* **Task objective**: Transcribe the records below exactly.
- - - - -
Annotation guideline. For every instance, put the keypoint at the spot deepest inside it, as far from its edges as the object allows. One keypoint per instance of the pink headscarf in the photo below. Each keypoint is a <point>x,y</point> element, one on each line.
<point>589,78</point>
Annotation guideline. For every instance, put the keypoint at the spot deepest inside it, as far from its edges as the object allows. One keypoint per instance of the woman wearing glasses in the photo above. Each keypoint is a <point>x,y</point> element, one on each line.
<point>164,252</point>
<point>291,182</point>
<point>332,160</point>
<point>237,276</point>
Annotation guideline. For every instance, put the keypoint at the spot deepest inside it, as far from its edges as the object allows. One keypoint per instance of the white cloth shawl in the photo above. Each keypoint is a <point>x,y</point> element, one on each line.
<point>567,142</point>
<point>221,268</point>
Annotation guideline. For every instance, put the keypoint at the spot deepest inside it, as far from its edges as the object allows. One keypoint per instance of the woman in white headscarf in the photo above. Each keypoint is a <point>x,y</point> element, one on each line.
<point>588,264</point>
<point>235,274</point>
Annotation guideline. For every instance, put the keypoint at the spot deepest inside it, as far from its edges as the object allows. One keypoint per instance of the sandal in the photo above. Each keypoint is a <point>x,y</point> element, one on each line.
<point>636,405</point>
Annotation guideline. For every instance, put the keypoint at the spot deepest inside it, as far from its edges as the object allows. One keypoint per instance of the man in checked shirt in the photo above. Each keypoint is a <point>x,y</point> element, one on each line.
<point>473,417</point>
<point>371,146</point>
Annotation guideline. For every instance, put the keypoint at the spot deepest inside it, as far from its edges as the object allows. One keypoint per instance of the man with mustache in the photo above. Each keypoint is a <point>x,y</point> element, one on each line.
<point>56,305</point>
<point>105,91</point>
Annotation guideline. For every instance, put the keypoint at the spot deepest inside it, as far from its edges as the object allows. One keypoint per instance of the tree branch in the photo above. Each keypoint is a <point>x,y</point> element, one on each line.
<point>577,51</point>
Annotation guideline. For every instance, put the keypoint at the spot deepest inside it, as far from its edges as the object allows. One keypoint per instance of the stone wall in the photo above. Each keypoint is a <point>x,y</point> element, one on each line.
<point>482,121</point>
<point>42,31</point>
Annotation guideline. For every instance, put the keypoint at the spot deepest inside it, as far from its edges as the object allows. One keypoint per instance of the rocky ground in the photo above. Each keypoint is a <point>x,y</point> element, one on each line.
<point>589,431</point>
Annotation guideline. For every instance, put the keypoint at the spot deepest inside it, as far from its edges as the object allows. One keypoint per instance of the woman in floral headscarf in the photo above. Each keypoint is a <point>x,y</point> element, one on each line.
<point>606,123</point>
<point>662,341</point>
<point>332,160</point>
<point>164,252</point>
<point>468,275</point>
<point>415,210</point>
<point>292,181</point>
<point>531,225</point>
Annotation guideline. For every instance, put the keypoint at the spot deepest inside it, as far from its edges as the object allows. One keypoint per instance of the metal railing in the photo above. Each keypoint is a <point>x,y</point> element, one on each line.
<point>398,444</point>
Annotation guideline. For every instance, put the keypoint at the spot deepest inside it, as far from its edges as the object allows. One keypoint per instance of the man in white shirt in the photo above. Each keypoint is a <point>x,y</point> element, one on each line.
- - - - -
* **Result of the task**:
Annotation guideline. For every instance, put the keypoint at the spot deepest inside it, as far from its edges as the object allows. One keypoint per instance of the pink headscarf in the photo below. Each keypoint is a <point>x,y</point> element, one on each line.
<point>589,78</point>
Annotation guideline. For every instance, put the keypoint at the spot deepest inside it, as far from its edges as the object allows. One keypoint per instance of the woman wearing glasses in the photo above. Each keypoint is a <point>x,y</point> element, one on each line.
<point>164,252</point>
<point>291,182</point>
<point>332,160</point>
<point>237,276</point>
Annotation guideline. For every instance, put the keypoint at the spot deepest inside it, as far from its edges as the object allows. One keypoint per instance of the white cloth shawl in the photo above. Each keypoint is a <point>x,y</point> element, one on each line.
<point>567,142</point>
<point>221,268</point>
Annotation guideline. For every instance, put the keypoint at the spot deepest inside it, as far from its edges as the object allows. One keypoint per instance of the woman in white headscarf in the photo above. Each keypoint is a <point>x,y</point> element, one on each line.
<point>588,264</point>
<point>235,274</point>
Annotation guideline. For every instance, put the keypoint at the spot deepest inside it, as far from its edges as the object allows. One keypoint per instance of the sandal in the photo above. Each keypoint is a <point>x,y</point> element, one on each line.
<point>636,405</point>
Annotation guideline. For every instance, put the keypoint at the spot deepest inside it, as far from its edges as the object allows. One keypoint per instance of the man in checked shirt in the photo above. Each keypoint is a <point>x,y</point> element, one on each line.
<point>473,417</point>
<point>371,146</point>
Annotation guideline. For every instance, put the keypoint at the spot deepest inside it, as far from its edges as the object allows. One keypoint per instance of the man with mustache in the photo above. Each keypoint is a <point>x,y</point> element, one on each line.
<point>56,305</point>
<point>105,91</point>
Annotation guideline. For every instance, put the keypoint at the spot deepest inside it, as far from its edges as the object allows. One keypoint per instance of the tree branch in the photo above. Each keypoint is a <point>x,y</point> element, one on each line.
<point>577,51</point>
Annotation guideline. For every instance, put the keypoint at the spot deepest inside it, as far from its edges as the object allows. One keypoint per instance of the stone wall in the photo above. Each keypoint is a <point>x,y</point> element, one on each line.
<point>482,121</point>
<point>42,31</point>
Annotation guideline. For every instance, put the keypoint at the spot deepest inside it, as far from its edges as the object allows. One keypoint per instance of the rocky ground in the photo above. Each keypoint is a <point>x,y</point> element, one on each line.
<point>589,431</point>
Annotation guideline. For every instance, put the keypoint at the spot deepest inside it, as far from its edges as the object allows. One keypoint per instance of the woman in floral headscarf in the photo above. Each keypoint is a <point>x,y</point> element, one on each line.
<point>606,123</point>
<point>662,341</point>
<point>332,160</point>
<point>164,252</point>
<point>468,275</point>
<point>415,210</point>
<point>292,181</point>
<point>531,225</point>
Annotation guideline. For every instance, put the keypoint at the spot deepest inside it, as far from its edges as the object allows. One keypoint per instance of the metal railing in the photo above. Each keypoint is a <point>x,y</point> element, one on each line.
<point>398,444</point>
Annotation guideline. For every instance, put the keypoint at the spot deepest inside it, as far from its edges as the object allows. One keypoint per instance of the man in white shirt in the photo above. Each keypoint is a <point>x,y</point> element, one on each line.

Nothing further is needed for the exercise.